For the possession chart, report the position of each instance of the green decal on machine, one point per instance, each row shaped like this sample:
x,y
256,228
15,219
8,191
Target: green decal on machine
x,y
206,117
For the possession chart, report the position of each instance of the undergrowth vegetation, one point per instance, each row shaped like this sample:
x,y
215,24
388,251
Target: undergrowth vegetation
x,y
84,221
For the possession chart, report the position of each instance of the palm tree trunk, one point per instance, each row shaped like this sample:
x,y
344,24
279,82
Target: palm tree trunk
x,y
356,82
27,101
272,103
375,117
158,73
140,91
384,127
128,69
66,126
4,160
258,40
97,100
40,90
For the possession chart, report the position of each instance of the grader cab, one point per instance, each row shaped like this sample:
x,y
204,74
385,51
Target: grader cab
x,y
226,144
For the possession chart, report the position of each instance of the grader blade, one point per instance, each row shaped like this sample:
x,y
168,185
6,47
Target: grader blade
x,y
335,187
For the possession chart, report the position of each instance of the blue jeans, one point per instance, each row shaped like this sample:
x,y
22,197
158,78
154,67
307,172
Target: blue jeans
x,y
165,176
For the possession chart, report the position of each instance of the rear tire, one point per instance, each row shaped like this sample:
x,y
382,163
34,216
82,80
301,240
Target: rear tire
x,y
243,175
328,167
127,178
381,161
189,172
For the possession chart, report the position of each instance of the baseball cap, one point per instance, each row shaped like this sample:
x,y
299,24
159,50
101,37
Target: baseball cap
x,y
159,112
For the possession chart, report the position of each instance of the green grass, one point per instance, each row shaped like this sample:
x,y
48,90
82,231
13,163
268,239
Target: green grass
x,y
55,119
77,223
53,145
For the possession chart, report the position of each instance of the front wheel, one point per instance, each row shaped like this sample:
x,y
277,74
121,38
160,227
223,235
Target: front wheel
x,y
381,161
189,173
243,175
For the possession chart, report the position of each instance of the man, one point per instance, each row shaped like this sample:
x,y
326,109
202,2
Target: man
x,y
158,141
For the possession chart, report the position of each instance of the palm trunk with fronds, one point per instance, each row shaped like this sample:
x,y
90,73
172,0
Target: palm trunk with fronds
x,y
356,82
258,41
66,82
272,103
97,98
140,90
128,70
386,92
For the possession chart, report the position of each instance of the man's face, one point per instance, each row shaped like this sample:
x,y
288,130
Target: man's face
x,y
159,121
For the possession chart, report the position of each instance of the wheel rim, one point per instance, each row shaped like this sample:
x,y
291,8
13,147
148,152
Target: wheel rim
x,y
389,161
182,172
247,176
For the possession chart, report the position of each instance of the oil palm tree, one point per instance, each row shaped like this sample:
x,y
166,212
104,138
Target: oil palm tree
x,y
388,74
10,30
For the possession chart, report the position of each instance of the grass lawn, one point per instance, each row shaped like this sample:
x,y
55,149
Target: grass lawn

● ● ● ● ●

■ Work instructions
Which lines in the data above contain "lawn"? Show each one.

■ Answer box
For the possession chart, report the position of each instance of the grass lawn, one point per instance, each row shaped like this sample:
Target: grass lawn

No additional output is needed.